WHAT TO PRODUCE | Would you reproduce the whole listing exactly, dropping any pictures it holds?

EXERCISE MATERIALS |

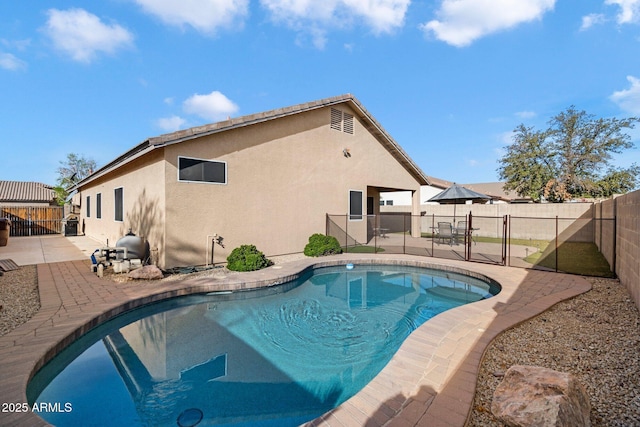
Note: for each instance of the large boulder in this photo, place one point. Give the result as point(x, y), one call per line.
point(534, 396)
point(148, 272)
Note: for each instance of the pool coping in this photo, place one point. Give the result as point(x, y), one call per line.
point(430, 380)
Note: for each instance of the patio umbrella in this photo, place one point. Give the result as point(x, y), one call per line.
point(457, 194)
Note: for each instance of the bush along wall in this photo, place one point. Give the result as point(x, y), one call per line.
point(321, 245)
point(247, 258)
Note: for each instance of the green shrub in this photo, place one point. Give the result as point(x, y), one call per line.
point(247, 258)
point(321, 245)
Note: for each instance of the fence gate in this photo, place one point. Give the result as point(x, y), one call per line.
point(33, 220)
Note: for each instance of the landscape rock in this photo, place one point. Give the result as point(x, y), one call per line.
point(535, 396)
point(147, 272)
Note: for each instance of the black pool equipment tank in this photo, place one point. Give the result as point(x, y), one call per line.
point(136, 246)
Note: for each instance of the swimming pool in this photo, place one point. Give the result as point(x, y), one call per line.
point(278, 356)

REPLY TO THE EXERCISE |
Note: for each instance of the large boulder in this photo, place one point. Give the result as point(x, y), one call per line.
point(534, 396)
point(148, 272)
Note: for each instance of the pool coping in this photo, place one point. Give the result as point(x, y), one call per line.
point(430, 380)
Note: for each instance of the patio umbrella in this photo, place one point. Give the result as point(x, y), one call per line.
point(457, 194)
Note: for each instance of the bush along wall in this photo, place one point. Give the result as point(x, y), one call per line.
point(321, 245)
point(247, 258)
Note: for each instance of the green shrub in this photo, place one point. Give the result as point(x, y), one call per line.
point(247, 258)
point(321, 245)
Note: for each instance of the fence gate in this photo, place one point. Give the result as point(x, y), one call per line.
point(33, 220)
Note: for each instance of the landscape rock in this photo, place one point. Give the result as point(x, y), one call per line.
point(535, 396)
point(147, 272)
Note: for each instance of the black pool equipment tank in this photo, place one point. Give the result as point(x, y), one call per line.
point(136, 246)
Note: for each instance of the swimming pool in this photo, place one point. Give the result as point(x, y), one call per line.
point(278, 356)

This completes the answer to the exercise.